▶ [TESTO DA LEGGERE]
● ● ● ●

Per quanto riguarda la nazionalità, le 291 imprese attive sono condotte in prevalenza da persone di origine indiana e tunisina, localizzate nell’Agro Pontino e impegnate nella coltivazione di ortaggi, frutta, tuberi e cereali.
Nuove culture con nuove colture
Le imprese agricole a conduzione straniera sono ancora in numero esiguo, come contenuto è il numero di indagini sull’argomento. Tra i pochi studi avviati, la ricerca condotta da Flavia Cristaldi e Sandra Leonardi dal titolo Tra importazioni e filiere corte: agricoltura e imprenditoria etnica nell’area laziale mette bene in evidenza le caratteristiche e la distribuzione delle imprese agricole a conduzione straniera sorte nel Lazio.
Le studiose hanno osservato come «la recente formazione di nicchie di mercato “etniche” nel settore agro-alimentare laziale non segue il processo di “successione ecologica”».
Tali imprese non occupano, cioè, quelle posizioni lasciate “libere” da aziende locali fallite, ma mostrano la capacità di inserirsi nel mercato agricolo grazie all’innovazione introdotta per mezzo della coltivazione di prodotti esotici. In secondo luogo, dall’indagine è emersa una specifica distribuzione territoriale. Le imprese agricole a conduzione straniera riscontrano difficoltà di inserimento e di crescita nell’area nordovest della Capitale dove le medio e grandi aziende italiane, sviluppatesi su un’area bonificata, rappresentano un sistema a maglie larghe cioè una struttura produttiva in cui la circolazione di prodotti inusuali è più difficile e lenta. Anche a est di Roma è attestato un limitato numero di queste imprese a causa della mancanza di stranieri che necessitano per le proprie abitudini alimentari di tali prodotti. In termini economici, cioè, nella zona orientale l’assenza di domanda non produce e avvia l’offerta. La situazione è nettamente diversa a sud dove numerosi fattori contribuiscono a facilitare nell’area la nascita di questa tipologia di imprese. Le caratteristiche pedologiche e climatiche della Pianura Pontina, la presenza di un bacino di acquirenti cioè le collettività straniere, l’ottimale rete viaria e ferroviaria che connette la pianura con gli altri mercati della regione, agevolano l’apertura di nuove aziende orientate al mercato etnico.

● ● ● ●

▶ [SEZIONE DATI]
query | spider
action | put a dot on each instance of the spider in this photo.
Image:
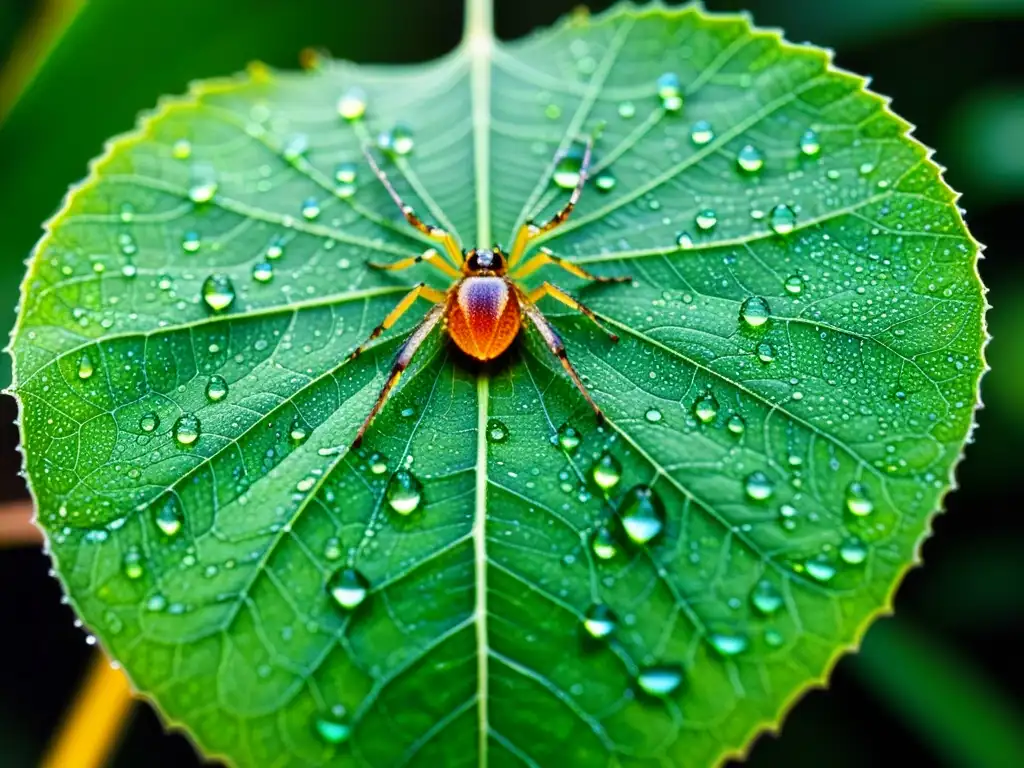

● ● ● ●

▶ [ISTRUZIONI OPERATIVE]
A: Secondo il testo sulle imprese agricole straniere nel Lazio, da persone di quale origine sono condotte in prevalenza le 291 imprese attive?
B: Restituisci senza alcuna modifica il brano del testo sulle imprese agricole straniere che inizia con "Per quanto riguarda" e prosegue fino a "sorte nel Lazio.", incluso.
C: Porta avanti il testo sulle imprese agricole a conduzione straniera nel Lazio, riprendendo subito dopo la sua ultima frase.
Il materiale è a sé stante e non fa parte del testo.

▶ [RISPOSTE AI COMPITI]
A: Da persone di origine indiana e tunisina.

B:
Per quanto riguarda la nazionalità, le 291 imprese attive sono condotte in prevalenza da persone di origine indiana e tunisina, localizzate nell’Agro Pontino e impegnate nella coltivazione di ortaggi, frutta, tuberi e cereali.
Nuove culture con nuove colture
Le imprese agricole a conduzione straniera sono ancora in numero esiguo, come contenuto è il numero di indagini sull’argomento. Tra i pochi studi avviati, la ricerca condotta da Flavia Cristaldi e Sandra Leonardi dal titolo Tra importazioni e filiere corte: agricoltura e imprenditoria etnica nell’area laziale mette bene in evidenza le caratteristiche e la distribuzione delle imprese agricole a conduzione straniera sorte nel Lazio.

C:
La ricerca di Flavia Cristaldi e Sandra Leonardi si è caratterizzata anche da un’indagine sul campo con l’intento di individuare alcune di queste aziende agricole gestite da stranieri. Nel complesso lavoro di localizzare di tali imprese, spesso prive di sito internet o di cartelli pubblicitari, ne sono state scovate due: un’azienda situata al confine tra il Comune di Ardea e di Aprilia e la seconda localizzata nell’area compresa tra il Comune di Terracina e di Sabaudia. Entrambe le imprese sono condotte da un gruppo di persone provenienti dal Bangladesh. L’innovazione introdotta da queste è data principalmente dalla tipologia di prodotti coltivati. Tra le colture, infatti, è facile trovare specie alloctone che sino a qualche anno fa giungevano in Italia solo grazie alle importazioni. Gli imprenditori agricoli si dedicano, così, alla coltivazione di ortaggi o frutta rari e pregiati perché provenienti spesso da luoghi lontani, con l’obiettivo di rispondere alle esigenze delle tradizioni agroalimentari delle comunità a cui appartengono.
Nel dettaglio, tra i prodotti agricoli coltivati da queste aziende si riscontrano l’okra e l’ampalaya. La prima, conosciuta anche con il nome di “gombo”, è una pianta che si sviluppa principalmente in climi temperati, tropicali e caldi. È molto comune in Africa, in India, nel Medio Oriente e in Sud America. Questa pianta produce dei baccelli verdi commestibili simili a dei peperoncini ed è utilizzata dalla comunità filippina, bangladesh, indiana, cinese e pachistana, ma anche nella cucina albanese, greca, bulgara, turca e brasiliana. L’ampalaya è, invece, una pianta rampicante tropicale e sub-tropicale della famiglia delle curcubitacee, diffusa in Asia e in Africa.
Le sue foglie e il suo frutto, un ortaggio molto simile a una zucchina, sono tutti commestibili e vengono utilizzati nella cucina thailandese, giapponese, filippina, vietnamita e indiana.
Queste imprese non si limitano alla sola produzione, ma provvedono alla vendita diretta nei piccoli mercati a chilometri zero, o ad altri operatori che li trasportano e vendono nel mercato romano dell’Esquilino oppure giungono al mercato ortofrutticolo all’ingrosso di Fondi e al mercato ortofrutticolo di Brescia. Quest’ultimo nodo commerciale, fino a pochi anni fa, rappresentava il principale punto d’ingresso in Italia di frutta e ortaggi esotici che venivano, poi, spediti verso l’area romana.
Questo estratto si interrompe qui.